Can you copy out the listing below with every "Give one point per instance" swapped for "Mark one point for each instance" and nothing else changed? Omit the pictures.

**** INFORMATION PROVIDED

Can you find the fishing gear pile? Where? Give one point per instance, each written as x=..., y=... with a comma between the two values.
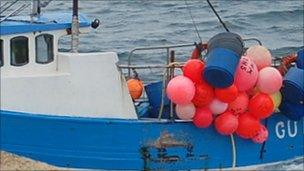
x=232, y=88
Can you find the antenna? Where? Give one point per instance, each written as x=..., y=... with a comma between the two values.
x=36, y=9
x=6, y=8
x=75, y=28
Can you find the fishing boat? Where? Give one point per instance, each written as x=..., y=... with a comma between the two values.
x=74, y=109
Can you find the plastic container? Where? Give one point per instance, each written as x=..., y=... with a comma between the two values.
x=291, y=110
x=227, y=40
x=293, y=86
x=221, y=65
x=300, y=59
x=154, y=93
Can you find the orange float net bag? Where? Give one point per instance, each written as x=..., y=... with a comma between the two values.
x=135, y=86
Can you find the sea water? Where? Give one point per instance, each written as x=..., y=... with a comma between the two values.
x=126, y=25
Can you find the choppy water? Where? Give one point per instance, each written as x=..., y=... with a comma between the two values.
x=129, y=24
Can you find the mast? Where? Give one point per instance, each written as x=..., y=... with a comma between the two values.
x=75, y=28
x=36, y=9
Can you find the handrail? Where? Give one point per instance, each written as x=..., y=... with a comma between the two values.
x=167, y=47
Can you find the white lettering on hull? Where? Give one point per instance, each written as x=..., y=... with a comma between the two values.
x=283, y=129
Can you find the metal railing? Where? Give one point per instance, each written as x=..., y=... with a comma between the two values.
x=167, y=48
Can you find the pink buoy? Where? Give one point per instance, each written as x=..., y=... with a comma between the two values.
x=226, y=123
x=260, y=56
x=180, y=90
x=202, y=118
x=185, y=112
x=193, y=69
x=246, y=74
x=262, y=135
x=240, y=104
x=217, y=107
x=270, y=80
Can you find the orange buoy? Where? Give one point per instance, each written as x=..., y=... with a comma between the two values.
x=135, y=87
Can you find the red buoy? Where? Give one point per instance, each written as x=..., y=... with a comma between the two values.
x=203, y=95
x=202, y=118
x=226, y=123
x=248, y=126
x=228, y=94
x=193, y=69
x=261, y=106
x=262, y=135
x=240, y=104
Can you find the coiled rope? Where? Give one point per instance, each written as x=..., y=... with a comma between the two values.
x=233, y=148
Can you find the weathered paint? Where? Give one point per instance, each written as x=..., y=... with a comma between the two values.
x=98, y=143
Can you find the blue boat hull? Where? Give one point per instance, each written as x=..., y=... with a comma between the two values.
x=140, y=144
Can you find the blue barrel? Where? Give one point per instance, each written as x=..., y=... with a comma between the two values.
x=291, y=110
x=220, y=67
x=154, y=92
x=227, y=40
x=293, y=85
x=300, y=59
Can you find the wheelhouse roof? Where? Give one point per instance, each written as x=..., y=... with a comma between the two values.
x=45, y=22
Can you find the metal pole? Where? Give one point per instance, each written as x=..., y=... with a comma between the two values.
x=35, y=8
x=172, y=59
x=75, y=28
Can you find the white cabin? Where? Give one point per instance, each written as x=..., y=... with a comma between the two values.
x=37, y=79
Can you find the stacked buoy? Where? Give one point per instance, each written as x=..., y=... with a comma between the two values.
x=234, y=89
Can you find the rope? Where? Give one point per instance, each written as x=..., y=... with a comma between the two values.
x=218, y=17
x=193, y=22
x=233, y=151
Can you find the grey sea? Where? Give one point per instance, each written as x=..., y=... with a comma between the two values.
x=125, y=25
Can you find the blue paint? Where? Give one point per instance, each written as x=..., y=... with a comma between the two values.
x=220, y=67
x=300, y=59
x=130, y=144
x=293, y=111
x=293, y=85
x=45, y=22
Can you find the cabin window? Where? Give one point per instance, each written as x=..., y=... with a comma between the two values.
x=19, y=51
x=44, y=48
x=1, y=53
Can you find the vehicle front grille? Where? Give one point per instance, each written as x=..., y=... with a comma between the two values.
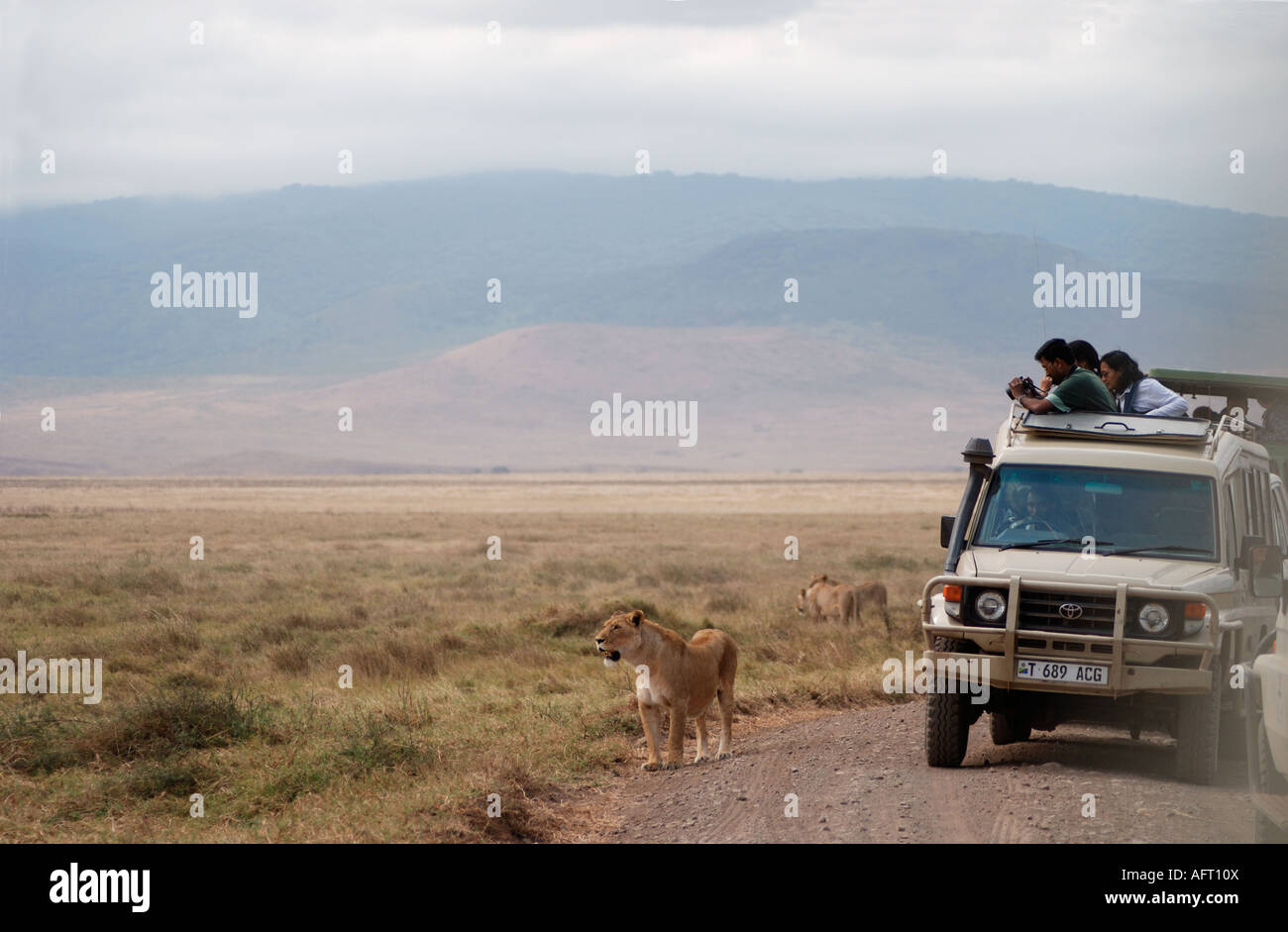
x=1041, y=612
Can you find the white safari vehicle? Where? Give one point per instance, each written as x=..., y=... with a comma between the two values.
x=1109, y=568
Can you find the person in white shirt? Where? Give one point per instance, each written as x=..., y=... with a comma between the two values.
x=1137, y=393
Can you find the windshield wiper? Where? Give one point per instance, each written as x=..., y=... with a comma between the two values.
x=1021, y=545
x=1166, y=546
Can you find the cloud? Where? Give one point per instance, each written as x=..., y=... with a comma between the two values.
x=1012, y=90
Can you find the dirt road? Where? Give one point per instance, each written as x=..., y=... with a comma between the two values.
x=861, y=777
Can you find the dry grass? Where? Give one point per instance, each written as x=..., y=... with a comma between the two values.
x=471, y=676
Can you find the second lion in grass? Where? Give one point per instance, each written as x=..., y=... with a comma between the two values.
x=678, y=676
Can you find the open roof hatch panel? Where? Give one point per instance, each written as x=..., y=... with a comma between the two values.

********

**ANSWER TO THIS EXERCISE:**
Can you find the fishing gear pile? Where? Mark one point for each instance, each written as x=..., y=... with a comma between the two values.
x=232, y=88
Can you find the antenna? Where? Mark one point for each instance, each written as x=..., y=... with a comma between the two values.
x=36, y=9
x=6, y=8
x=75, y=28
Can you find the fishing boat? Where? Mark one point for each instance, each written as x=..., y=... with a comma between the two values.
x=74, y=109
Can you find the plastic container? Where? Mark one point for each instance, each written as x=..., y=... with a comma between the two values.
x=291, y=110
x=227, y=40
x=293, y=86
x=221, y=65
x=300, y=59
x=154, y=93
Can you find the orange float net bag? Where? Mark one point for each instance, each written as x=..., y=... with a comma between the two values.
x=135, y=86
Can you find the sea water? Where? Mark one point for each instance, each written as x=..., y=... with a comma between the two values.
x=126, y=25
Can you find the choppy water? Where? Mark one point for each instance, each written as x=..., y=... with a comma between the two values.
x=129, y=24
Can you find the mast? Where? Mark one point for each instance, each written as x=..., y=... with a comma between the two values.
x=75, y=28
x=36, y=9
Can you find the handrail? Where? Mark one point for each instance, each written as x=..., y=... with a comma between the two values.
x=167, y=47
Can you find the white lettering on hull? Where? Mark one point for each instance, each written as x=..., y=... with a comma between the two values.
x=283, y=129
Can you find the metal railing? Where? Mark one point for each instance, each written as x=..., y=... with a comma between the two values.
x=167, y=48
Can you find the pink buoy? Where? Mark one point for each instance, each written as x=..., y=... with a comma between the two values.
x=226, y=123
x=260, y=56
x=180, y=90
x=202, y=118
x=185, y=112
x=193, y=69
x=246, y=74
x=262, y=135
x=240, y=104
x=217, y=107
x=270, y=80
Can you find the orange buoy? Where? Mark one point for each instance, each written as x=..., y=... with a comma between the two values.
x=135, y=87
Can you find the red buoy? Where? Mark one point for each instance, each written as x=..., y=... with a comma between the two values.
x=203, y=95
x=202, y=118
x=226, y=123
x=248, y=126
x=228, y=94
x=193, y=69
x=261, y=106
x=262, y=135
x=240, y=104
Can you find the coiled rope? Where? Mark one point for each instance, each written as x=..., y=... with a comma between the two values.
x=233, y=148
Can you find the weathered paint? Where? Mark one point for each instance, each written as x=..., y=... with a comma between the two values.
x=98, y=143
Can you find the blue boat hull? Where? Mark one point for each instance, each written as x=..., y=... with a comma between the two values.
x=140, y=144
Can you find the blue barrel? Where? Mark one point for each instance, each written as x=..., y=... with a comma between the two values.
x=291, y=110
x=220, y=67
x=154, y=92
x=227, y=40
x=293, y=85
x=300, y=59
Can you find the wheelhouse roof? Where? Mark one point for each instance, each written as x=..., y=... with a comma between the two values.
x=45, y=22
Can you find the metal pole? Where? Mark one point for each instance, each written as x=..., y=... with a comma between the two values.
x=35, y=8
x=172, y=59
x=75, y=28
Can you find the white cabin? Where? Mark one point for each instance, each written as x=..., y=... with a comma between the two values.
x=37, y=79
Can you find the stacked buoy? Where? Mark one point for each instance, each written as x=..., y=... with a comma between the two values.
x=234, y=89
Can you find the rope? Where? Mark one point for each instance, each written as x=..., y=... with a comma between the two values.
x=218, y=17
x=193, y=22
x=233, y=151
Can you find the grey sea? Where? Mark one point for each instance, each written as x=..., y=... with a comma between the two values.
x=125, y=25
Can you find the blue paint? Where? Mark one point for each instance, each written as x=..., y=... with a comma between the two values.
x=220, y=67
x=300, y=59
x=130, y=144
x=293, y=111
x=293, y=85
x=45, y=22
Can you find the cabin window? Where? Mark one point for each instance, each written as x=..., y=... with a comma between the two values.
x=19, y=51
x=44, y=48
x=1, y=53
Can you find the vehicle front grille? Where? Mark one point for each instance, each written as x=..., y=... with a comma between the two values.
x=1041, y=612
Can you find the white safari vehicle? Where? Mark one point for each instance, each written as x=..., y=... with a comma between the two values.
x=1109, y=568
Can you find the person in white shirt? Where? Mark one point for each instance, each written as x=..., y=... with a comma between the two values.
x=1137, y=393
Can you find the windshield wiper? Where? Mark one point for each instance, each written as x=..., y=... with a comma between the two values.
x=1021, y=545
x=1166, y=546
Can you find the cloud? Where? Mark one point for each instance, each written as x=..., y=... with a comma between the two values.
x=1012, y=90
Can you find the dirt road? Where? Mark one point for each instance, each written as x=..., y=... with a comma between the two values.
x=861, y=777
Can you find the dry grass? Where? Mark one point for each instance, each written as x=..., y=... with a comma between the two values.
x=471, y=676
Can you find the second lion in grass? Where? Mark one point for each instance, each written as x=..., y=... with a comma between the two values.
x=678, y=676
Can you find the open roof hatch panel? Where? Mark one point for each instance, each written as x=..., y=... with a comma between the two values.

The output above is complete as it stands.